## Short exercise
Can you print the lines below word for word, changing nothing?

## Records to use

════════

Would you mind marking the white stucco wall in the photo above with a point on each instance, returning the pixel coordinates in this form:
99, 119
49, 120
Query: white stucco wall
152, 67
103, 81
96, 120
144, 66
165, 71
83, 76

════════

## Expected output
Would you mind marking the white stucco wall in the photo above with a point on each instance, returning the pixel coordinates in this form:
99, 119
49, 120
Query: white stucco wall
152, 67
103, 81
96, 120
144, 66
165, 71
83, 76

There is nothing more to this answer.